==== Excerpted data

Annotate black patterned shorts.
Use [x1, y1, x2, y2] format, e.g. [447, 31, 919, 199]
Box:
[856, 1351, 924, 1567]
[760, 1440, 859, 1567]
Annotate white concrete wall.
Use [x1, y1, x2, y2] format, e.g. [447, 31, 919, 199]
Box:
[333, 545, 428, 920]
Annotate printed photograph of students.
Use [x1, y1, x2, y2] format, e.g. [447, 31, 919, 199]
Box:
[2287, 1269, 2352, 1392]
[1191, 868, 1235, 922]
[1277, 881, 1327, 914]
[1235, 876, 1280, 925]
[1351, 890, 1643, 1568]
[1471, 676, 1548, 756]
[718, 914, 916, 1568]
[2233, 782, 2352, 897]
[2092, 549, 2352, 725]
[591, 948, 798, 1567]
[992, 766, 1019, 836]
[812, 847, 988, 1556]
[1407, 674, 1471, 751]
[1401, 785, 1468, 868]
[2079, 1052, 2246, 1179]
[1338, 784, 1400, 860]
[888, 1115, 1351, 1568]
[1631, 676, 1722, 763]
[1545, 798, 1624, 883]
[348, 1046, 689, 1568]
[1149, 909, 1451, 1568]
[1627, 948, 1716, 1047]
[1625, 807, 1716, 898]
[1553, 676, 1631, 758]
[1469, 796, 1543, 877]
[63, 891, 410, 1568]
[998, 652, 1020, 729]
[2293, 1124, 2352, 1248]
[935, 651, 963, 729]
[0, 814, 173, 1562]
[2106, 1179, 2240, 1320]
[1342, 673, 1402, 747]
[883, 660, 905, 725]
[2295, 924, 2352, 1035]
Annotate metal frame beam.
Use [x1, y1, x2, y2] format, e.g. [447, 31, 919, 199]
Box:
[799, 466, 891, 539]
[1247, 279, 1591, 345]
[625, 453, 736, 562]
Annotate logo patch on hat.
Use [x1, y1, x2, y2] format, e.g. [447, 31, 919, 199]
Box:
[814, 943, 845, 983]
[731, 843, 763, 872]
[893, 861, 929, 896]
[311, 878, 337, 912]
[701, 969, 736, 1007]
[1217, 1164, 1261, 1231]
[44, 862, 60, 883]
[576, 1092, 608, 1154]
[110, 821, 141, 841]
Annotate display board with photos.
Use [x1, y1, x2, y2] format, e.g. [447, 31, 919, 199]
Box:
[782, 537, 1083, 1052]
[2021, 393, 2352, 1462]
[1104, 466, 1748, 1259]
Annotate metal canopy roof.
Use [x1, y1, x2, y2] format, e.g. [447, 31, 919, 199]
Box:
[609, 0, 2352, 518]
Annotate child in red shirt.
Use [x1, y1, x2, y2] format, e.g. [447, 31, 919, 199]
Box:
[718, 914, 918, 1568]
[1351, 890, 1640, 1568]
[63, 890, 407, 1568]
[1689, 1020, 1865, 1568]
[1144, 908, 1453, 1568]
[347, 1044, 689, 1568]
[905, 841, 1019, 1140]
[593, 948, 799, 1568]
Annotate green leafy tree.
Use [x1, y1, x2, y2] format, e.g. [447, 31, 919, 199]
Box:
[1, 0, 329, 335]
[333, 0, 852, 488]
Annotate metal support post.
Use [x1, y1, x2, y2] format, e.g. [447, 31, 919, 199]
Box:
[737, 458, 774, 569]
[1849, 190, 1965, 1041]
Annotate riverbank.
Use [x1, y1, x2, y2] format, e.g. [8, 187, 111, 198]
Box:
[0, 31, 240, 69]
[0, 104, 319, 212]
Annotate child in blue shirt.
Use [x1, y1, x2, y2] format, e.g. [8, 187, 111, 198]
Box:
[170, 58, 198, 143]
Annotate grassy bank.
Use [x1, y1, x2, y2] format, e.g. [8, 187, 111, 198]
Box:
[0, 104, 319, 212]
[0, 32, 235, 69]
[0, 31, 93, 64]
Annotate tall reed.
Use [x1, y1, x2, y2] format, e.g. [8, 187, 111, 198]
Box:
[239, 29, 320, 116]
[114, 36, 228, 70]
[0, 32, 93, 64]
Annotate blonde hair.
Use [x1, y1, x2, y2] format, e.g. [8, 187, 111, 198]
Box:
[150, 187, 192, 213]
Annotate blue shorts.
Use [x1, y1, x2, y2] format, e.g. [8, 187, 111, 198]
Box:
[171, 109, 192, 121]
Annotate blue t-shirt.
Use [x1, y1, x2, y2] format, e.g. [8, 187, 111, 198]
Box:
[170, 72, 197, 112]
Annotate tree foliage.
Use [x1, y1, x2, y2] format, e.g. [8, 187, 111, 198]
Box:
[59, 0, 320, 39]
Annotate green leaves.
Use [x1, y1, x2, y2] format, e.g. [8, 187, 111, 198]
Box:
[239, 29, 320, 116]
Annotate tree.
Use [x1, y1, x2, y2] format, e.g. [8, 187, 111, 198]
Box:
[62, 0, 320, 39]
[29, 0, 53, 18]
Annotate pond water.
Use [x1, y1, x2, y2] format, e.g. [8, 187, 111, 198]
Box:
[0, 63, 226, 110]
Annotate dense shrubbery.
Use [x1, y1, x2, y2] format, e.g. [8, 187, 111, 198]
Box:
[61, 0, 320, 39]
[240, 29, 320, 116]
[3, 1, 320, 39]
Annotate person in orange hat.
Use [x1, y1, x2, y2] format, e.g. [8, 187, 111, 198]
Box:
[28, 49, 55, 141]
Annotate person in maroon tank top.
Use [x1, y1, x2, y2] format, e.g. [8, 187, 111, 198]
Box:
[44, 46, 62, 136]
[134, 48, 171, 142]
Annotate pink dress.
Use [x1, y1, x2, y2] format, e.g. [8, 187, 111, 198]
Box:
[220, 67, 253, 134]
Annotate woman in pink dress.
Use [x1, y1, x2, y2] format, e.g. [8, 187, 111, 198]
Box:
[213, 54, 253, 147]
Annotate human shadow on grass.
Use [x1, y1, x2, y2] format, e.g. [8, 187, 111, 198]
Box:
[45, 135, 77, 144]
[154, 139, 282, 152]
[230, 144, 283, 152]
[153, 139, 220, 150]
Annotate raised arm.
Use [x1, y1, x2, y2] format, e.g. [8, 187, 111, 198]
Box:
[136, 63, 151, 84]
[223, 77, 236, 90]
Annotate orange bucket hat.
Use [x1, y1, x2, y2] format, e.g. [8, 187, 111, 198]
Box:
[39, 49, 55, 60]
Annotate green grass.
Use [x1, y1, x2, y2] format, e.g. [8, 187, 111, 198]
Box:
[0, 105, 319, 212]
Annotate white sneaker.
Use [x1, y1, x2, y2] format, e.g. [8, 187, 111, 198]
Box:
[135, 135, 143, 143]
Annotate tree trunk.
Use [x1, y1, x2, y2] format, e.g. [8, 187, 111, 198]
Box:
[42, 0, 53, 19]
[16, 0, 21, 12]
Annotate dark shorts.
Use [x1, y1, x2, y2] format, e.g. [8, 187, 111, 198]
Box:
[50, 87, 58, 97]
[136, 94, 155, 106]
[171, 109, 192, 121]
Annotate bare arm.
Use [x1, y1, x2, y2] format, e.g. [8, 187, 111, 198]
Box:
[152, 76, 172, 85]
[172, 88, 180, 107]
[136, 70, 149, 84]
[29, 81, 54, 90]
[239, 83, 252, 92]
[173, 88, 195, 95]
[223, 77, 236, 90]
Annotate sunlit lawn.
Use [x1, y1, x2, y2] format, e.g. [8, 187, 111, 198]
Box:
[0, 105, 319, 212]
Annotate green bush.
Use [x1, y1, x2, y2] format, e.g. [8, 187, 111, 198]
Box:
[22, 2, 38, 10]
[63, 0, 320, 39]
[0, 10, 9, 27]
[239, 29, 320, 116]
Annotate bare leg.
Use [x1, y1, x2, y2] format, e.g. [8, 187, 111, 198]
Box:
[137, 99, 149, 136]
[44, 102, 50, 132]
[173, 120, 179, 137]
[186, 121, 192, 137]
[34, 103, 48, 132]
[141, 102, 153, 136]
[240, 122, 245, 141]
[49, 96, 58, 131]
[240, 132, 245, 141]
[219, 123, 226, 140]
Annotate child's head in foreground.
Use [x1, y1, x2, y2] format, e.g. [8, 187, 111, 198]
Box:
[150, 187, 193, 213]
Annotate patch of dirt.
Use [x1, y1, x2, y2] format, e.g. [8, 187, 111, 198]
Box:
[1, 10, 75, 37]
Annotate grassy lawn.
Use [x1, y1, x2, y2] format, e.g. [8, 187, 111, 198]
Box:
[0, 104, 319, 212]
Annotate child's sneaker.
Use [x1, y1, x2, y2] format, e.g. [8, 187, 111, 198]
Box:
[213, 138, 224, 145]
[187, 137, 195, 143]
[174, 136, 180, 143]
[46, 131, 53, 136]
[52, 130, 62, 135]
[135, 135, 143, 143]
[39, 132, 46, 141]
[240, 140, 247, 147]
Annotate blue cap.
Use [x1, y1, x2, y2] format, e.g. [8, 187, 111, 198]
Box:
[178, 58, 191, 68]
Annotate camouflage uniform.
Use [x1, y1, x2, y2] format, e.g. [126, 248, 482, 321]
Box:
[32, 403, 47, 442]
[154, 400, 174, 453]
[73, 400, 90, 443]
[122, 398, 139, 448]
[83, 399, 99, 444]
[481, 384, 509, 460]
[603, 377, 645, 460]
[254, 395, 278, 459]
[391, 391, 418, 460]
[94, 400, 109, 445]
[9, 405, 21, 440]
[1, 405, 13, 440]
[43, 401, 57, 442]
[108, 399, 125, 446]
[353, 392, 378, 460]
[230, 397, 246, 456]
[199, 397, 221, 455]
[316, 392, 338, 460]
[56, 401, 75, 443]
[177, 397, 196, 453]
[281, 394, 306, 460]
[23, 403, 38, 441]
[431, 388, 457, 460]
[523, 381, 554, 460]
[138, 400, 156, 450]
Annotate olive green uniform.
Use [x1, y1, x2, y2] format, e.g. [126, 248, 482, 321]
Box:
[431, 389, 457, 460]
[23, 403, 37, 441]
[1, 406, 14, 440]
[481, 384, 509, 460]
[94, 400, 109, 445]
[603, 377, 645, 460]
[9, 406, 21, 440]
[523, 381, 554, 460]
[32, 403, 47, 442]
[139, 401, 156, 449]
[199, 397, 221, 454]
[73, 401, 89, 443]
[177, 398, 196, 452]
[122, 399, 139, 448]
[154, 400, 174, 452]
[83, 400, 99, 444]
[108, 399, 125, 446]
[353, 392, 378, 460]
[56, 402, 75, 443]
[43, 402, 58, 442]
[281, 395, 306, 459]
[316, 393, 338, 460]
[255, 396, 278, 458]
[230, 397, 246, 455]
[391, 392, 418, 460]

========

> **Work required**
Of all the entries above, repeat only the lines from the line that has "Annotate blue t-shirt." to the line that has "Annotate tree trunk.", both lines included, exactly.

> **Problem solution**
Annotate blue t-shirt.
Use [x1, y1, x2, y2] format, e.g. [8, 187, 111, 198]
Box:
[170, 72, 197, 112]
Annotate tree foliage.
Use [x1, y1, x2, y2] format, e.g. [8, 187, 111, 198]
Box:
[59, 0, 320, 39]
Annotate green leaves.
Use [x1, y1, x2, y2] format, e.g. [8, 187, 111, 198]
Box:
[239, 29, 320, 116]
Annotate tree.
Use [x1, y1, x2, y2] format, e.g. [8, 187, 111, 198]
Box:
[62, 0, 320, 39]
[29, 0, 53, 18]
Annotate pond water.
Use [x1, y1, x2, y2] format, e.g. [8, 187, 111, 198]
Box:
[0, 63, 226, 110]
Annotate dense shrubbery.
Use [x1, y1, x2, y2] format, e.g. [8, 187, 111, 198]
Box:
[61, 0, 320, 39]
[240, 29, 320, 116]
[3, 1, 320, 39]
Annotate person in orange hat.
Use [x1, y1, x2, y2] format, e.g. [8, 187, 111, 198]
Box:
[28, 49, 55, 141]
Annotate person in maroon tank top.
Use [x1, y1, x2, y2] format, e.g. [8, 187, 111, 198]
Box:
[44, 46, 62, 136]
[134, 48, 171, 142]
Annotate pink dress.
Use [x1, y1, x2, y2] format, e.g. [8, 187, 111, 198]
Box:
[220, 67, 253, 134]
Annotate woman in pink dress.
Use [x1, y1, x2, y2] format, e.g. [8, 187, 111, 198]
Box:
[213, 54, 253, 147]
Annotate human shadow on grass.
Use [x1, y1, x2, y2] format, e.g. [8, 187, 111, 198]
Box:
[45, 135, 77, 144]
[154, 139, 282, 152]
[230, 144, 283, 152]
[153, 139, 220, 150]
Annotate raised arm.
Use [x1, y1, x2, y2] format, e.g. [8, 187, 111, 198]
Box:
[136, 63, 151, 84]
[223, 77, 236, 90]
Annotate orange bucket hat.
Use [x1, y1, x2, y2] format, e.g. [8, 187, 111, 198]
Box:
[39, 49, 55, 60]
Annotate green grass.
Use [x1, y1, x2, y2] format, e.g. [8, 187, 111, 198]
Box:
[0, 105, 319, 212]
Annotate white sneaker.
Use [x1, y1, x2, y2] format, e.g. [8, 187, 111, 198]
Box:
[135, 135, 143, 143]
Annotate tree trunk.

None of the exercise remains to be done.